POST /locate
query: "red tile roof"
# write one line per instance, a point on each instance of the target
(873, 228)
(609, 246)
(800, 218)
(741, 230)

Exercise objective — Give the listing above as a Markdown table with the columns Row and Line. Number each line in order and leave out blank lines.

Finished exercise —
| Row | Line |
|---|---|
| 1 | POST /locate |
| 2 | query: "red tile roof" |
| 3 | # write one line per instance, a point on each instance of the target |
| 4 | (873, 228) |
| 5 | (609, 246) |
| 6 | (800, 218) |
| 7 | (741, 230) |